Material for this task.
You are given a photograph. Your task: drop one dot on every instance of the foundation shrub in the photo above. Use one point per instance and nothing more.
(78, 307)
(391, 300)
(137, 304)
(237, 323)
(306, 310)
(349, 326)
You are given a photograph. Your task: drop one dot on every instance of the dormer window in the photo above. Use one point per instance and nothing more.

Your instructions.
Extract every entry above as it appears.

Finished answer.
You are given a photograph. Your task: drop one dot on every instance of the foundation shrub in the photo above. Use one point per instance and nothing more.
(78, 307)
(391, 300)
(137, 304)
(237, 323)
(306, 310)
(349, 326)
You are given a photograph. Your task: drop one dot on every instance of the dormer window in the photo above. Use one point per instance and nothing more.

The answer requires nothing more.